++++ RECORD EXCERPTS ++++
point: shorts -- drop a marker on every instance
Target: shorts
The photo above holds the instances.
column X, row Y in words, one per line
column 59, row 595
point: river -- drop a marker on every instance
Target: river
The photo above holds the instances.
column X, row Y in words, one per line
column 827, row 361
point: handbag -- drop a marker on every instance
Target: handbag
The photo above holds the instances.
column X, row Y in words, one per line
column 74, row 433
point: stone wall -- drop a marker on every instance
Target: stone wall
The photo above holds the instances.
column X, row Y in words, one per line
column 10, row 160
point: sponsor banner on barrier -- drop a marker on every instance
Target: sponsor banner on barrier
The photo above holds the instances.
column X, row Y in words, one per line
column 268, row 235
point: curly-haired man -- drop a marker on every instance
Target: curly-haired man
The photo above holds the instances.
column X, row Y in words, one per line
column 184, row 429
++++
▶ _WHAT THE EXERCISE ASKS_
What do the records say? Quote them all exactly.

▶ _ANSWER TO THIS TASK_
point: shorts -- drop a marker on every instance
Target: shorts
The photo above holds the instances.
column X, row Y in words, one per line
column 59, row 595
point: river -- drop a marker on every instance
Target: river
The photo above holds the instances.
column X, row Y in words, one per line
column 827, row 361
point: handbag -- drop a marker on every instance
Target: handbag
The photo above holds the instances.
column X, row Y in words, one per line
column 74, row 433
point: stone wall -- drop a marker on every instance
Target: stone wall
The photo above holds the instances.
column X, row Y in words, one per line
column 10, row 160
point: sponsor banner on barrier -- drop a marker on every instance
Target: sponsor banner on barrier
The photo above holds the instances.
column X, row Y in words, one per line
column 268, row 235
point: curly-haired man -- drop a marker on every instance
Target: curly-haired man
The photo above holds the instances.
column X, row Y in words, one per line
column 184, row 429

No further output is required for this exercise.